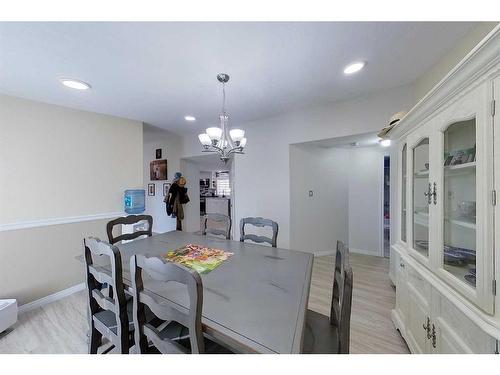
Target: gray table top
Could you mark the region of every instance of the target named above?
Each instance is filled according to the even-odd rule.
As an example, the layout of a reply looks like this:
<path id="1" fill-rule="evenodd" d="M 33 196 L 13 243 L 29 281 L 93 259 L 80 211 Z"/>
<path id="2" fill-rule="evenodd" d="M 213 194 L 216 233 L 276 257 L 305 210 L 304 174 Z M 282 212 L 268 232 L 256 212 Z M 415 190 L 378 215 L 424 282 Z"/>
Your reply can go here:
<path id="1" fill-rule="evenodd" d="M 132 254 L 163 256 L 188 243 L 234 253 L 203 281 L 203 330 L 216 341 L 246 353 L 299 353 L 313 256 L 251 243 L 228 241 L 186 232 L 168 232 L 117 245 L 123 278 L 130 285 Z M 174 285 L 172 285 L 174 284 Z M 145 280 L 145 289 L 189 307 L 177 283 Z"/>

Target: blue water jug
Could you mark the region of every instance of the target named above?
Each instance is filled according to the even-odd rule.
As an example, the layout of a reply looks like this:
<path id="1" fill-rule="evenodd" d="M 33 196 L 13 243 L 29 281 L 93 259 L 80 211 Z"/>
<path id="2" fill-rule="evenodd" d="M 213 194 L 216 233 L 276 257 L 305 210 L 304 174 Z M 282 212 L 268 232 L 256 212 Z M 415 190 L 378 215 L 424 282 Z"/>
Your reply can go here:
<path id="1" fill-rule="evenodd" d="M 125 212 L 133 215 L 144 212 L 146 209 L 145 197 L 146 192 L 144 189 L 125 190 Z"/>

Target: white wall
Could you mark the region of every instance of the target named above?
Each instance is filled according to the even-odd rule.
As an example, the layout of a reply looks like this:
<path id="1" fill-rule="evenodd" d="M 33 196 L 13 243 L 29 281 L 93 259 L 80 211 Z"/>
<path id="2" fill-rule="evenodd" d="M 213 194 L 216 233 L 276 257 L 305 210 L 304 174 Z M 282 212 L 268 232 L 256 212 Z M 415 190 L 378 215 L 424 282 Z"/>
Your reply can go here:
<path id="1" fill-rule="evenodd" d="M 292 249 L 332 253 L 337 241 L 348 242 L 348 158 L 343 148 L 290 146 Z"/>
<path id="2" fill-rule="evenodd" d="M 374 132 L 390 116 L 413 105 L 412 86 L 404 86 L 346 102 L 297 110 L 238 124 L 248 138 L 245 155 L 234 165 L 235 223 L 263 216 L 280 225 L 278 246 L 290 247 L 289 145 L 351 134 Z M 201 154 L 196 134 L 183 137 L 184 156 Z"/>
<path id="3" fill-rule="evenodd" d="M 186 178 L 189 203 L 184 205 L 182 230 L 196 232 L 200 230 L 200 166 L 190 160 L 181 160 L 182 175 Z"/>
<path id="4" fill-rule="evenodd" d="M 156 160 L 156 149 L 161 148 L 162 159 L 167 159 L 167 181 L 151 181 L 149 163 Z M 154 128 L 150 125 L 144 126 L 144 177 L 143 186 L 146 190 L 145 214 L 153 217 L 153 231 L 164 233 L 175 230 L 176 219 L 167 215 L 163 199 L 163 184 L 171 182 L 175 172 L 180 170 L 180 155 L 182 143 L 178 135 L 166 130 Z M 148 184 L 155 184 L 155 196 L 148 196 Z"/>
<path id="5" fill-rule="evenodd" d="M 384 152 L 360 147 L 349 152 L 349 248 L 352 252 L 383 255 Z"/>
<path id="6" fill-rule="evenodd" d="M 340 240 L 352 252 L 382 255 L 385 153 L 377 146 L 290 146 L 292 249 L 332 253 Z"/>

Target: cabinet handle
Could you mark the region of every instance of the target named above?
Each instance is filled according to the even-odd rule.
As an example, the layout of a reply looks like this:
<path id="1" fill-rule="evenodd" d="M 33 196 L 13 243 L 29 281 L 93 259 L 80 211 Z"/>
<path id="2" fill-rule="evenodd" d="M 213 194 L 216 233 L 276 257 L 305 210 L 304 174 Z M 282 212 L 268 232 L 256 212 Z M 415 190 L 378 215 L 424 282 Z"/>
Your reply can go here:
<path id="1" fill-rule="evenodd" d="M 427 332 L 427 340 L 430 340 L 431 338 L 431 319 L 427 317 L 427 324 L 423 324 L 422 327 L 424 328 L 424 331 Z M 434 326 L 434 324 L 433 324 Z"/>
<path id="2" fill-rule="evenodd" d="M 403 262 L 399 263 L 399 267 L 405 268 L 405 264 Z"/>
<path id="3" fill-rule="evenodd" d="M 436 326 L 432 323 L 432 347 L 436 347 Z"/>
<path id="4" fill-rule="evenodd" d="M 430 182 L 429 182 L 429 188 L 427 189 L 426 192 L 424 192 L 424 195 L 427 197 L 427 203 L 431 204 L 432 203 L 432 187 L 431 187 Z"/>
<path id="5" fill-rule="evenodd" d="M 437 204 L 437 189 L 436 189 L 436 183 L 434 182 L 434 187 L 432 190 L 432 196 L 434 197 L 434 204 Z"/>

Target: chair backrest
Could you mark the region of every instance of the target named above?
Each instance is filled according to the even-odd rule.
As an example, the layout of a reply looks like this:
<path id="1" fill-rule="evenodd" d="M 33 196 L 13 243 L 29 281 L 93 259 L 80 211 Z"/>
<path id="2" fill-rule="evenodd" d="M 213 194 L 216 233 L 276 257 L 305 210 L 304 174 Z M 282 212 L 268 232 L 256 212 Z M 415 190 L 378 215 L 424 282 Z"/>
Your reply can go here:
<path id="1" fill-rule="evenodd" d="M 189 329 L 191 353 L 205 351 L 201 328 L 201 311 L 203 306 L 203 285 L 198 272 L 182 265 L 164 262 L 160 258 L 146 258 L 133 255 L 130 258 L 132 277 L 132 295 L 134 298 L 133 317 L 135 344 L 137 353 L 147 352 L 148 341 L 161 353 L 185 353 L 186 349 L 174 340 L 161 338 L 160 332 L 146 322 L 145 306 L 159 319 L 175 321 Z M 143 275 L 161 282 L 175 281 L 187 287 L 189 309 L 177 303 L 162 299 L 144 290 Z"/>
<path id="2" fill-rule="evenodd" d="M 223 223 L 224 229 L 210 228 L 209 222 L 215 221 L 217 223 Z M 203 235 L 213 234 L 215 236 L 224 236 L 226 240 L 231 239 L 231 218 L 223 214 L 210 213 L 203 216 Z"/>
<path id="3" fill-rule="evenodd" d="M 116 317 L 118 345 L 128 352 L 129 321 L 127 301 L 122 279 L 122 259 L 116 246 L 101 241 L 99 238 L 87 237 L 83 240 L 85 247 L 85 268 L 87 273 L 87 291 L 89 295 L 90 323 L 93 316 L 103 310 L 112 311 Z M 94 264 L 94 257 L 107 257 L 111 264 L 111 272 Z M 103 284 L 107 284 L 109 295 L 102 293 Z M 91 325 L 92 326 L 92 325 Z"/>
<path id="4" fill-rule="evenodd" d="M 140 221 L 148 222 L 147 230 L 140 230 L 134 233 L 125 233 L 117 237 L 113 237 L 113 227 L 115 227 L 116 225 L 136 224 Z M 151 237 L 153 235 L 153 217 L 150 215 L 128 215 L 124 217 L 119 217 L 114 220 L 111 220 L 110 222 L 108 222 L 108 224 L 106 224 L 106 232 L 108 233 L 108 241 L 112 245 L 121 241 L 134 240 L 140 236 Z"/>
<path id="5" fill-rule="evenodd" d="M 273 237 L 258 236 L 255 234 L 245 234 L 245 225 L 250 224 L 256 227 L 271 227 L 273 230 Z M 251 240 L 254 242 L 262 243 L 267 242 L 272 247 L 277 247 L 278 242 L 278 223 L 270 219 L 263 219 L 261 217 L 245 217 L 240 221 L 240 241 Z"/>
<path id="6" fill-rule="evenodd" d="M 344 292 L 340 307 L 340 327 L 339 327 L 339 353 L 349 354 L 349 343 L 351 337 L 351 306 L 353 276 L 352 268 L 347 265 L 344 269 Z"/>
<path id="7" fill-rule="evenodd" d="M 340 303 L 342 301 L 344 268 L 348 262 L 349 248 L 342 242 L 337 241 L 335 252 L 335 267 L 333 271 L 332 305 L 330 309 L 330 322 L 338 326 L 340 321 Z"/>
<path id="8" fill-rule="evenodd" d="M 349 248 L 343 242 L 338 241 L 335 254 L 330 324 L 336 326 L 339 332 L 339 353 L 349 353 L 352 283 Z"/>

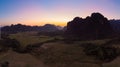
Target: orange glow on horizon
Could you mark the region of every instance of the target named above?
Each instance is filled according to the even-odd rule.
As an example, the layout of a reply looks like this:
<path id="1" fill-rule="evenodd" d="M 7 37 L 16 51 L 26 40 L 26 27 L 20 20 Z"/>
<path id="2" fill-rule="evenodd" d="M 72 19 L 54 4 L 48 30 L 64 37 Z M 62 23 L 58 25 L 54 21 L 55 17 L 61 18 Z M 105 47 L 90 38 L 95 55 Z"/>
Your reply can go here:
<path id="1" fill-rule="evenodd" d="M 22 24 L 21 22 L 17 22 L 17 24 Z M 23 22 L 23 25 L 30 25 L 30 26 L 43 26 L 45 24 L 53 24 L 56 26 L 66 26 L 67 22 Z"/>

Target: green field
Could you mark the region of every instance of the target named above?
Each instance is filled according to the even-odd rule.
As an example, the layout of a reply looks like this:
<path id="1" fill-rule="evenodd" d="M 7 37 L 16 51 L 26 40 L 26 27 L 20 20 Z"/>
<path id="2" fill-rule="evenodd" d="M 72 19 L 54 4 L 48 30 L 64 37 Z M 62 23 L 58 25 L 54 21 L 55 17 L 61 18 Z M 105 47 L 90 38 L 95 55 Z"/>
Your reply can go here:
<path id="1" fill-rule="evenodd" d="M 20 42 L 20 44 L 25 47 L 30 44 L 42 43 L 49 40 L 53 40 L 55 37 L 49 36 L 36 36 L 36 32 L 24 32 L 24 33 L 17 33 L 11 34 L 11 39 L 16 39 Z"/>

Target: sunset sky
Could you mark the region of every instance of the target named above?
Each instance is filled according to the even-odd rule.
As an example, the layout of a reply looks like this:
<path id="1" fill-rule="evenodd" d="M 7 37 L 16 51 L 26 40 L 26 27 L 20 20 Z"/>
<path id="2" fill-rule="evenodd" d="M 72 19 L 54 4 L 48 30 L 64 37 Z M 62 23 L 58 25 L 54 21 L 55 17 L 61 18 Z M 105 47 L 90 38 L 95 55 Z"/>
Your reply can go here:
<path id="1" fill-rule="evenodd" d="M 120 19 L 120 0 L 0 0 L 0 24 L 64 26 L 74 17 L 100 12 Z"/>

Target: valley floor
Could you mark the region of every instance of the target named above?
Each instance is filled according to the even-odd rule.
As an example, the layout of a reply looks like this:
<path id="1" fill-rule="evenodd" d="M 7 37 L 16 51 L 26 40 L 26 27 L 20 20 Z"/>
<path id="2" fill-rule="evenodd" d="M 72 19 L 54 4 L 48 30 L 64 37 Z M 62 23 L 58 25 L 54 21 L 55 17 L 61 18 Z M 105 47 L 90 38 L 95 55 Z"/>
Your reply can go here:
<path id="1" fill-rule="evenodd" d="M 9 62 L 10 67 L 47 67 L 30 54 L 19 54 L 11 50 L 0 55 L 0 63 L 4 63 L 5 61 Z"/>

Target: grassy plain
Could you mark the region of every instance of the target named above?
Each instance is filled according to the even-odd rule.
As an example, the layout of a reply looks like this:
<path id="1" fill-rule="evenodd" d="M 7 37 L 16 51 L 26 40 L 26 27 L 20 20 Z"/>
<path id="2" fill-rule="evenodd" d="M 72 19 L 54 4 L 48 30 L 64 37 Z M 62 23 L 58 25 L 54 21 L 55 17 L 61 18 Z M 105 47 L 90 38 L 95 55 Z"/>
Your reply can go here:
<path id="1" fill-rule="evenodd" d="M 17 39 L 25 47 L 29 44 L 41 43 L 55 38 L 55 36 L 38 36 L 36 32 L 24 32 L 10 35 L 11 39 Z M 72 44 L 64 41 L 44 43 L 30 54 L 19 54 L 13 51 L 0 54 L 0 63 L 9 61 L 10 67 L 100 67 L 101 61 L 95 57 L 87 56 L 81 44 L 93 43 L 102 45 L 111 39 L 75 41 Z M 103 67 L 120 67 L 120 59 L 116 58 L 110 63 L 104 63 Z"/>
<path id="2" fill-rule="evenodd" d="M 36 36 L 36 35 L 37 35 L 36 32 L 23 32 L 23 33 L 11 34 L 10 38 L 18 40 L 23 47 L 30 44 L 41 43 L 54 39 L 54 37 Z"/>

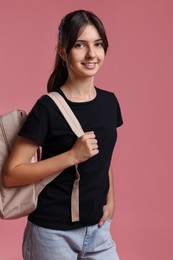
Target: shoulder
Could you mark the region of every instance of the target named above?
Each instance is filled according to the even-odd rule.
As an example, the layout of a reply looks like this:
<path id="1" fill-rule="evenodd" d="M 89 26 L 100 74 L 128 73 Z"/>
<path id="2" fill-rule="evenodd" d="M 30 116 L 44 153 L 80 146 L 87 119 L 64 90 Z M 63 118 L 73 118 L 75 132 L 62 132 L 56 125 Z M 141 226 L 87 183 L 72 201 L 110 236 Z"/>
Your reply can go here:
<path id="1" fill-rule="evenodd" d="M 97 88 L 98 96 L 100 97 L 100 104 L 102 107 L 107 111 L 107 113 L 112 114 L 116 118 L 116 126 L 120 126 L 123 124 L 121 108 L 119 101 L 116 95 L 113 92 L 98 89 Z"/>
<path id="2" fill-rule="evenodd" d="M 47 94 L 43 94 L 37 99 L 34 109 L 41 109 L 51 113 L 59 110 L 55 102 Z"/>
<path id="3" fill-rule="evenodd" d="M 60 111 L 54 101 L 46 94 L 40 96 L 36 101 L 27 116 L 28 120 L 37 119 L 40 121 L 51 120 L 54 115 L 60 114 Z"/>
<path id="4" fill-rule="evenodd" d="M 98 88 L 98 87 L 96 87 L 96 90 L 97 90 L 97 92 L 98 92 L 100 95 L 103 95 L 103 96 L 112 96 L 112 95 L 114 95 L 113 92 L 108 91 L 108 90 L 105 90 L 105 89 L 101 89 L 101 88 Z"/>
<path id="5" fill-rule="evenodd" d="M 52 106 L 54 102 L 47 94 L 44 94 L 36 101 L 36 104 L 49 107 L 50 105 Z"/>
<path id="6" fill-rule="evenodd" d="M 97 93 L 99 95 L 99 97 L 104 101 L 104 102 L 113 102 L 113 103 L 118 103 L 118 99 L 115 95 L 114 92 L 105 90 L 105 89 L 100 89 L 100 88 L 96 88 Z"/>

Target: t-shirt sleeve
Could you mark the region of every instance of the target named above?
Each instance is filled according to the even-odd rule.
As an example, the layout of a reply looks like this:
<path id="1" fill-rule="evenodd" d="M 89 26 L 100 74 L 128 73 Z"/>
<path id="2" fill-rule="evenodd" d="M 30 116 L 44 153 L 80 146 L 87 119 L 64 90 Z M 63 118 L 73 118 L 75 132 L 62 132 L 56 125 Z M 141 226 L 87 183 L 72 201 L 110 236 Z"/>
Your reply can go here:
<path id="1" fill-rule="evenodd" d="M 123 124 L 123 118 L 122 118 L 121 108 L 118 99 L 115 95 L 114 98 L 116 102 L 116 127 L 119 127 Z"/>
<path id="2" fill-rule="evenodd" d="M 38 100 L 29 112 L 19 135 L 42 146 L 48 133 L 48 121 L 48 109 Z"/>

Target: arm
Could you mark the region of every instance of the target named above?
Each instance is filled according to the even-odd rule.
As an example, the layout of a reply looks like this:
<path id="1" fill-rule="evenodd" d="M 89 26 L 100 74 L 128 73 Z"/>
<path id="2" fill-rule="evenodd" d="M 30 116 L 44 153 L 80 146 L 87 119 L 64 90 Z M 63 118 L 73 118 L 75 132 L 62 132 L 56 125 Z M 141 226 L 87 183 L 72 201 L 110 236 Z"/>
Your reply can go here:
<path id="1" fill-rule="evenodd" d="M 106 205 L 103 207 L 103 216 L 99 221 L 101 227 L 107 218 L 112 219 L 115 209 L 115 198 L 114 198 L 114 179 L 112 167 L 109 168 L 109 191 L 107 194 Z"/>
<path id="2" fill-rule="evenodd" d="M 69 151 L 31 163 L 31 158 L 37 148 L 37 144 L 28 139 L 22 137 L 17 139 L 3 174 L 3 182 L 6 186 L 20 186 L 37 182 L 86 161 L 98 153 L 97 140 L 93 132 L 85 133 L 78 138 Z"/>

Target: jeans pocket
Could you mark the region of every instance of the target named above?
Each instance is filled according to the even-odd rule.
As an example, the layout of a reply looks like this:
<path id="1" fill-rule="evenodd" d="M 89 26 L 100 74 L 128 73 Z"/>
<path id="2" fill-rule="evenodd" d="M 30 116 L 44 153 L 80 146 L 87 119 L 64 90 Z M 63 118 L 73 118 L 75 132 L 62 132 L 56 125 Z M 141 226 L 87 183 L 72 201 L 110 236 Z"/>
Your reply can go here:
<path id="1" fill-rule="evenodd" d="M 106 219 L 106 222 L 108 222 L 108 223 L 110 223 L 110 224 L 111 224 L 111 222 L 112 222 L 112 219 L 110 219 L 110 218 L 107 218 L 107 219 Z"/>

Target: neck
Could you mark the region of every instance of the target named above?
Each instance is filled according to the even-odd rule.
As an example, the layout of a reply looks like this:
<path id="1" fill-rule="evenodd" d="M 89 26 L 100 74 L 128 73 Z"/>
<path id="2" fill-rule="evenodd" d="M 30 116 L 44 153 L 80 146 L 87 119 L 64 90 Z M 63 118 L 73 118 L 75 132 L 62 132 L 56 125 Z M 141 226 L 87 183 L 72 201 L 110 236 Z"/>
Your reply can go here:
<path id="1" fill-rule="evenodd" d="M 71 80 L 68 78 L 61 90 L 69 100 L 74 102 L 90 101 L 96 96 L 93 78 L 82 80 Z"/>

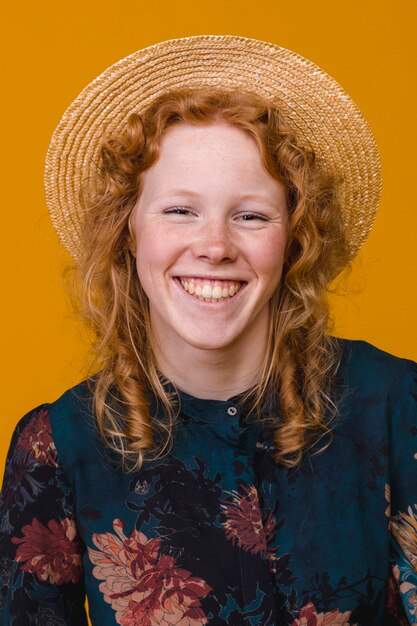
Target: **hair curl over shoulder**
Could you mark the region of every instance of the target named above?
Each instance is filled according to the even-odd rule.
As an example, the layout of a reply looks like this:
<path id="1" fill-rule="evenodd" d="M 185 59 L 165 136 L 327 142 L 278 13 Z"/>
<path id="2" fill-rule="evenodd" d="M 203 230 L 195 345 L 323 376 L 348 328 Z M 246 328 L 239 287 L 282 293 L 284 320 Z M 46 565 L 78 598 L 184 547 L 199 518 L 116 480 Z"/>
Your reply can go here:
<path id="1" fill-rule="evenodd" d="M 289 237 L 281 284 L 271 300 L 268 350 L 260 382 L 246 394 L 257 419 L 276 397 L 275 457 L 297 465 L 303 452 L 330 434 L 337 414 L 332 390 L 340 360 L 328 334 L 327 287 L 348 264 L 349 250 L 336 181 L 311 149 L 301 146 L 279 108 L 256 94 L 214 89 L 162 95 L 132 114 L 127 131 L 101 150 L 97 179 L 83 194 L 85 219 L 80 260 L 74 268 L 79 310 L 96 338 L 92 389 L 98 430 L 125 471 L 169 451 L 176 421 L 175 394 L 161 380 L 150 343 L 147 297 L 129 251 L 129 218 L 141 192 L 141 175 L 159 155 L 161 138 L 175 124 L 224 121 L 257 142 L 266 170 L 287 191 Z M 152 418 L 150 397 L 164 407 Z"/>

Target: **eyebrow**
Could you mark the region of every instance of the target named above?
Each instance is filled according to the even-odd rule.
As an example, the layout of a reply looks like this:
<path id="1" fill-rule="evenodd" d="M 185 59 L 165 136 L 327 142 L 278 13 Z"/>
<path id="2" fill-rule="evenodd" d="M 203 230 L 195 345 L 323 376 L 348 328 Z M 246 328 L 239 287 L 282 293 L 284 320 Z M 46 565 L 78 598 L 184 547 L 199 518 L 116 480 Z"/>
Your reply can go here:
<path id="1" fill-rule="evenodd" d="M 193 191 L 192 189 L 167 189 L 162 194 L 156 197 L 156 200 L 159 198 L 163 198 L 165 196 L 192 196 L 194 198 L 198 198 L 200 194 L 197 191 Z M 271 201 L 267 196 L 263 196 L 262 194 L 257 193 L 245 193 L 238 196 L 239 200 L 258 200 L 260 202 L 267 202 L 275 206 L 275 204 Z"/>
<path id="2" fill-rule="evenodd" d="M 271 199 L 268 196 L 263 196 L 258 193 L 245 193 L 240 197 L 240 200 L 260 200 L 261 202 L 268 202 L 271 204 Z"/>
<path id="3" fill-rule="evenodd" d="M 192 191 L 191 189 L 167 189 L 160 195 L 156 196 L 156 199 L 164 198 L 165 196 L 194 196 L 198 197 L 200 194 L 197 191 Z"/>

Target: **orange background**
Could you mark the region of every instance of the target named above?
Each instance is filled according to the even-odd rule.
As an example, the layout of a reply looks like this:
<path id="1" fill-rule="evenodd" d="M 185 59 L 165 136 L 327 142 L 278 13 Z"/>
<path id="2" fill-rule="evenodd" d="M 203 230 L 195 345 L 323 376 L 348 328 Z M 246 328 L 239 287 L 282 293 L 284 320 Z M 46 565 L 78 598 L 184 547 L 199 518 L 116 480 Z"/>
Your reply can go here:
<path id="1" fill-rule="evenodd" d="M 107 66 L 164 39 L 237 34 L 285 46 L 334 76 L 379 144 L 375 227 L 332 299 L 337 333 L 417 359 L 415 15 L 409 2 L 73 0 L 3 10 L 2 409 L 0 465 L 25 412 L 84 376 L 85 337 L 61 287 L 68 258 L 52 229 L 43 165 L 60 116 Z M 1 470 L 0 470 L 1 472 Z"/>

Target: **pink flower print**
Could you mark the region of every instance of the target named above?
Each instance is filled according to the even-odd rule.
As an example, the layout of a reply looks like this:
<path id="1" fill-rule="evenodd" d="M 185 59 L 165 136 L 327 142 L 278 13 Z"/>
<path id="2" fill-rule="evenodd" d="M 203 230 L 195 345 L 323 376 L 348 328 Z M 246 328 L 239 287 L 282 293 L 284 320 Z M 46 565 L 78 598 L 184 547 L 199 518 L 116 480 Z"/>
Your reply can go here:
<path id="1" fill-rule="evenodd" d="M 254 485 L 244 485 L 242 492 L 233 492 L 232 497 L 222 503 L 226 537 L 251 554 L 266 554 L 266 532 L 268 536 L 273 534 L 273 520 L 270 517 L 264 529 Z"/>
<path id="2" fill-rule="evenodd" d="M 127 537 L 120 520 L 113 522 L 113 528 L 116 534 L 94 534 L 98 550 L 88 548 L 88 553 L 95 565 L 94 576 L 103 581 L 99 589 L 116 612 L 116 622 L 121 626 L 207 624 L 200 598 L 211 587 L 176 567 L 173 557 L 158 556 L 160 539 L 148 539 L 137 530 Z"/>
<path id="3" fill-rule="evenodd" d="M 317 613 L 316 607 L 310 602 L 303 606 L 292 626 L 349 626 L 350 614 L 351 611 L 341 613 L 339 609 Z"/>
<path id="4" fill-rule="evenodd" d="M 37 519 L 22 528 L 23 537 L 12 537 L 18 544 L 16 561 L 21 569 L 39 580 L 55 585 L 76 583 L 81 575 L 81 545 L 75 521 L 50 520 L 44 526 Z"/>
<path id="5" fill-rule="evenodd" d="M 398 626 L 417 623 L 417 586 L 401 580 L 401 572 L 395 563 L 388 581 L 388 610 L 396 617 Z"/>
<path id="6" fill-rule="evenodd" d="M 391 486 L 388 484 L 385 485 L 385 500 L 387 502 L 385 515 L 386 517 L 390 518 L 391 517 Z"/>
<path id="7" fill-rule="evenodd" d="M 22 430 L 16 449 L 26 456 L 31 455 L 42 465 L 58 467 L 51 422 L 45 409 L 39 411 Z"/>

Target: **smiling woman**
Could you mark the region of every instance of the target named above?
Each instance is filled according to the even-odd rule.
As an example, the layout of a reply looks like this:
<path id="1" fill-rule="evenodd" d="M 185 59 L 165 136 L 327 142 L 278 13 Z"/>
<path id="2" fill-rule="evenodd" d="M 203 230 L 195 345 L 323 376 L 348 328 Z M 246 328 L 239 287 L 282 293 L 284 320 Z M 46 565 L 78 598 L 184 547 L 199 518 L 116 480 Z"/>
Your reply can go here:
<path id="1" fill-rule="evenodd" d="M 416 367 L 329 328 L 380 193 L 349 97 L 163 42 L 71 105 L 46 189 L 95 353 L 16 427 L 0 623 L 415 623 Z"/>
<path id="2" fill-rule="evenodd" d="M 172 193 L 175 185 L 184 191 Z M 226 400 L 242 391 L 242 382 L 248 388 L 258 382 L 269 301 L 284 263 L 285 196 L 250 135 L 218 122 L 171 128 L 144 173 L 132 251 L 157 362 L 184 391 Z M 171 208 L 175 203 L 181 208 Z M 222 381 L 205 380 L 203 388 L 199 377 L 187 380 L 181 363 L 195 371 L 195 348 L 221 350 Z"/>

● ● ●

Directions ::
For each line above that holds the string "shoulder", provide a copy of that line.

Output of the task ::
Target: shoulder
Target: **hair curl over shoulder**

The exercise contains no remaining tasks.